Starting with the line that holds "TARGET = standing person", copy out each remaining line of the listing below, up to and including the last one, and include nothing else.

Coordinate annotation entries
════════

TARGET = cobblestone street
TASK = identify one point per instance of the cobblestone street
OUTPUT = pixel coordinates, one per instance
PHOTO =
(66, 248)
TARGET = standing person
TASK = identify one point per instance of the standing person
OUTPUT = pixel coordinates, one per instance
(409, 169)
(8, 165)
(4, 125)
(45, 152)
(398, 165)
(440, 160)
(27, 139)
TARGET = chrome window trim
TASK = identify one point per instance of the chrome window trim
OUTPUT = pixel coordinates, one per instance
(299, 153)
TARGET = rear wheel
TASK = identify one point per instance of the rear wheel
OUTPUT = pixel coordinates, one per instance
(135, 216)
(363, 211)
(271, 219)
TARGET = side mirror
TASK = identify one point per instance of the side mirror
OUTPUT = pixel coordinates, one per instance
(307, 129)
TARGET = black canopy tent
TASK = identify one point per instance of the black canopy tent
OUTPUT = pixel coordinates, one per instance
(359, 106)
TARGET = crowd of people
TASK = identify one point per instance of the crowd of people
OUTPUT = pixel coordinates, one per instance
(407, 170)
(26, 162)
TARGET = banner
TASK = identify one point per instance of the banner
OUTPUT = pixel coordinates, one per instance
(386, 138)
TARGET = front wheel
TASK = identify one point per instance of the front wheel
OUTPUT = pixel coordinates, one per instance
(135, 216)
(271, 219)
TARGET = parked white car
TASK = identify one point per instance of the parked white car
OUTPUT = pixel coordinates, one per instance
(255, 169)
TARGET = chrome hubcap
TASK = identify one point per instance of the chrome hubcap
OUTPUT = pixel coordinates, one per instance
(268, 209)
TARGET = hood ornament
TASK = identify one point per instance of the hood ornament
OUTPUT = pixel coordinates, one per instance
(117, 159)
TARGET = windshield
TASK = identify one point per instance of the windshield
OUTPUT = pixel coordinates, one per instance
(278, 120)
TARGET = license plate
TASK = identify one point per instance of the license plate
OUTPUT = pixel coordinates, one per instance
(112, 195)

════════

→ WRITTEN RESPONSE:
TARGET = standing person
TASK = identify one point per instance of the standing person
OUTPUT = pixel coordinates, one per instance
(409, 169)
(8, 165)
(4, 125)
(45, 152)
(398, 165)
(440, 160)
(27, 139)
TARGET = chrome window trim
TASK = identify one point per instance of the chrome window trim
OUTPUT = pixel coordinates, one per instance
(299, 153)
TARGET = rear wheel
TASK = identify one point per instance of the rear wheel
OUTPUT = pixel coordinates, one per instance
(135, 216)
(363, 211)
(271, 219)
TARGET = side mirror
TASK = identify one point per instance of the side mirror
OUTPUT = pixel coordinates, one per instance
(307, 129)
TARGET = black canopy tent
TASK = identify one point per instance of the black canopy tent
OUTPUT = pixel coordinates, one per instance
(359, 106)
TARGET = crowd of people
TASK = identify one point per instance of the crowd of people
OUTPUT = pixel coordinates, one per instance
(407, 170)
(26, 162)
TARGET = banner
TASK = identify one point per instance of the banner
OUTPUT = pixel coordinates, one per instance
(386, 138)
TARGET = front wheel
TASK = identify one point per instance of the front wheel
OUTPUT = pixel coordinates, one per instance
(135, 216)
(271, 219)
TARGET = parked white car
TASK = identify one point per instance of the parked white car
OUTPUT = pixel coordinates, one per instance
(255, 169)
TARGET = chrome hubcap
TASK = identify one point per instance of the chrome hubcap
OUTPUT = pixel coordinates, one per instance
(268, 209)
TARGET = hood ornament
TASK = identify one point per instance of the hood ornament
OUTPUT = pixel coordinates, one per instance
(117, 159)
TARGET = windshield
TASK = identify one point per instance of the windshield
OUTPUT = pixel coordinates, one per instance
(278, 120)
TARGET = license plate
TASK = identify one point per instance of the license plate
OUTPUT = pixel coordinates, one per instance
(112, 195)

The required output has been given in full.